Text segment:
>>>>

Your neighbor must be the ground with thorns; of course, she got choked by them.
But dirt is dirt. And none of it has a chance of being anything more unless the Word comes into it.
Now, consider the Sower. Look at how He goes about His work with reckless abandon. He is not a fool. He knows what will happen to Seed sown on roads, rocks, and thorns, and He spreads that Seed anyways.
Jesus knows what will happen when He spreads His Word.
Jesus has seen His Word preached, proclaimed, and planted. But like a road with nothing but dust on it, some who have occupied these pews have hardened themselves like concrete. Especially when the Word that is cast would grow into something desirable to God, but not desirable to them.
Jesus has seen His Word preached, proclaimed, and planted, and like a seed cast into rocky soil with no depth, He’s seen some spring up with fervor. They are thrilled and exhilarated. Hearts feel as if they are on fire… until real heat comes, and they begin to faint.
Some may happily be Christians, even publicly. But when that earns persecution or suffering, they shrink away, because they have no root.
Jesus has seen His Word preached, proclaimed, and planted among you. And as fruit begins to come up, you get distracted.
The cares of this world here, the need for more time now, the satisfaction of a bank-statement, these things suffocate you, until you just stop growing, and you bear no fruit. And then what good can you be?

<<<<

Given task:
Answer these about the text on the Sower, one answer per line, numbered to match:
1. What kind of ground is the neighbor said to be?
2. On which three kinds of places does the Sower know His Seed will be sown?
3. What reason is given for why some people shrink away when persecution or suffering comes?
The data after the text on the Sower is separate material.

Dataset entries:
>>>>

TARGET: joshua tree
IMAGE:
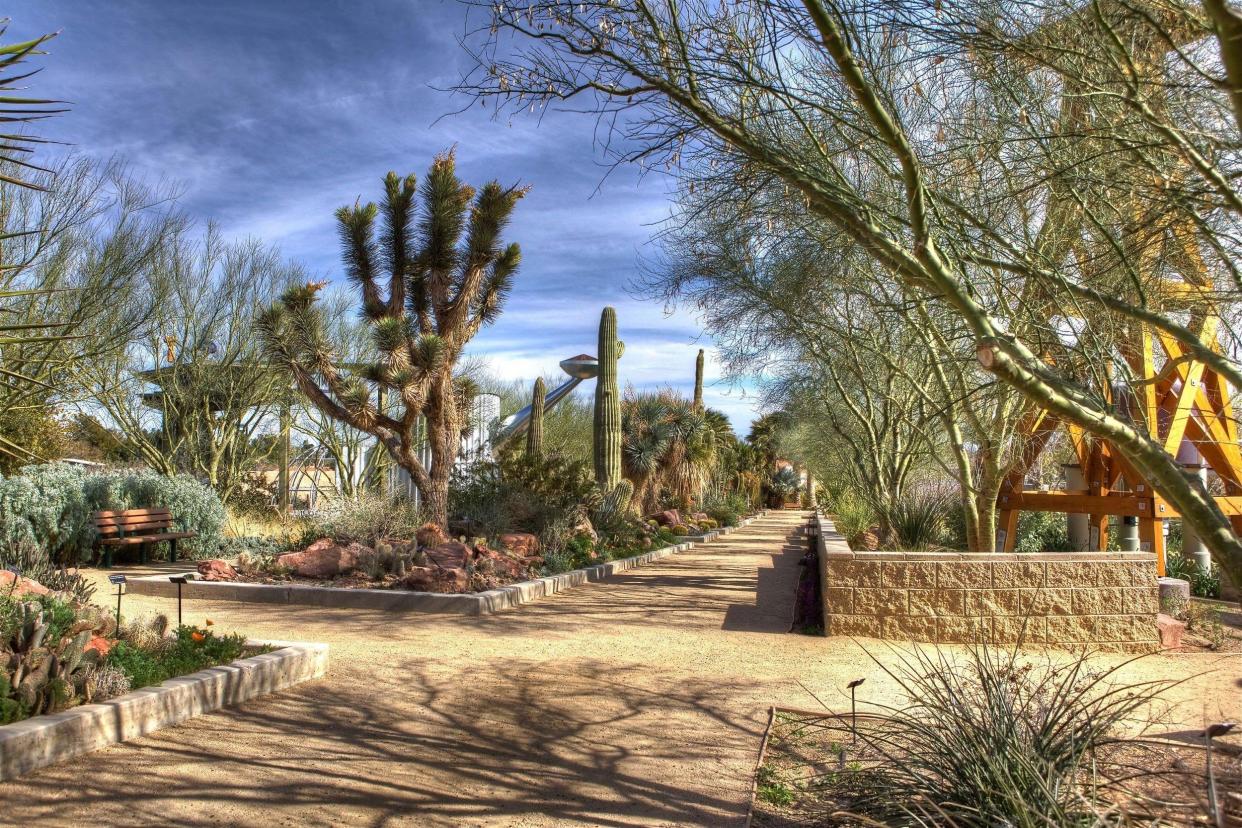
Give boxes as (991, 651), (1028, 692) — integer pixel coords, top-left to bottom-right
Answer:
(527, 376), (548, 457)
(595, 307), (625, 494)
(258, 151), (525, 526)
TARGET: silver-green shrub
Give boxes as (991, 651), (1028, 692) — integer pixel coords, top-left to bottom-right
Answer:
(0, 463), (225, 562)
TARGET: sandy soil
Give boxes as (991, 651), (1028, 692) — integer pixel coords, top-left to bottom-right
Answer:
(0, 511), (1242, 826)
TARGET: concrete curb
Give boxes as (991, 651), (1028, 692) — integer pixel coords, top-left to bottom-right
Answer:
(0, 642), (328, 782)
(127, 511), (765, 616)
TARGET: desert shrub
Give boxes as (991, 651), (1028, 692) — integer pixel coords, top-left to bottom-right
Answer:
(448, 453), (600, 549)
(888, 485), (955, 551)
(307, 493), (427, 546)
(107, 626), (246, 689)
(1165, 554), (1221, 598)
(830, 489), (876, 546)
(699, 490), (750, 526)
(857, 647), (1167, 828)
(0, 540), (94, 602)
(1013, 511), (1073, 552)
(0, 463), (225, 562)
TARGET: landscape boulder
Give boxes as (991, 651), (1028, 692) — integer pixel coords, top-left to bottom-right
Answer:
(0, 570), (52, 596)
(427, 540), (471, 570)
(199, 557), (237, 581)
(276, 538), (362, 578)
(656, 509), (682, 526)
(401, 566), (469, 592)
(414, 523), (448, 547)
(501, 531), (539, 557)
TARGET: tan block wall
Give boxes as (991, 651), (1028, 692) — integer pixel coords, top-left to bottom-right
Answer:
(820, 519), (1160, 650)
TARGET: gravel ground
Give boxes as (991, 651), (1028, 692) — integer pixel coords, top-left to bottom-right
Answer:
(0, 511), (1242, 827)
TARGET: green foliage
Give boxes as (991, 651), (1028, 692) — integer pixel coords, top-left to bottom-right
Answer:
(1013, 511), (1073, 552)
(450, 453), (600, 550)
(828, 489), (876, 546)
(1165, 554), (1221, 598)
(107, 626), (246, 689)
(306, 492), (427, 546)
(0, 463), (225, 562)
(857, 647), (1167, 828)
(594, 307), (625, 492)
(0, 540), (94, 603)
(888, 488), (955, 551)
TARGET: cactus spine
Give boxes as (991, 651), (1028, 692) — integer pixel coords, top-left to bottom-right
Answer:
(694, 348), (703, 411)
(527, 376), (548, 457)
(595, 307), (625, 494)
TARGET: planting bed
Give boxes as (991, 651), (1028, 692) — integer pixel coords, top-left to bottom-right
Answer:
(0, 642), (328, 781)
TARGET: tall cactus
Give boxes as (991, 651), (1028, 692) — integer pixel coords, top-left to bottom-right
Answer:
(595, 307), (625, 494)
(527, 376), (548, 457)
(694, 348), (703, 411)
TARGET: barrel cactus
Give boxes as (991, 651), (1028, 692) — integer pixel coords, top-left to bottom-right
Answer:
(595, 307), (625, 494)
(694, 348), (703, 411)
(527, 376), (548, 457)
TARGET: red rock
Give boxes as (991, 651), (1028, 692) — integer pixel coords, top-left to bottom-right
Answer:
(1156, 612), (1186, 649)
(199, 559), (237, 581)
(401, 566), (469, 592)
(276, 539), (362, 578)
(0, 570), (52, 596)
(656, 509), (682, 526)
(414, 523), (448, 546)
(427, 540), (469, 570)
(501, 531), (539, 557)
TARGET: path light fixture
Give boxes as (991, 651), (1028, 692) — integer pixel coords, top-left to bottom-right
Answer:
(168, 575), (186, 628)
(846, 679), (867, 744)
(108, 575), (125, 629)
(1203, 721), (1237, 828)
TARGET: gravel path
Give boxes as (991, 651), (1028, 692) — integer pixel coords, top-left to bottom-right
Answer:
(0, 513), (1242, 826)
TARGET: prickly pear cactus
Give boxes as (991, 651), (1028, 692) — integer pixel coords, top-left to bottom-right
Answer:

<<<<

Full response:
1. The ground with thorns.
2. Roads, rocks, and thorns.
3. They have no root.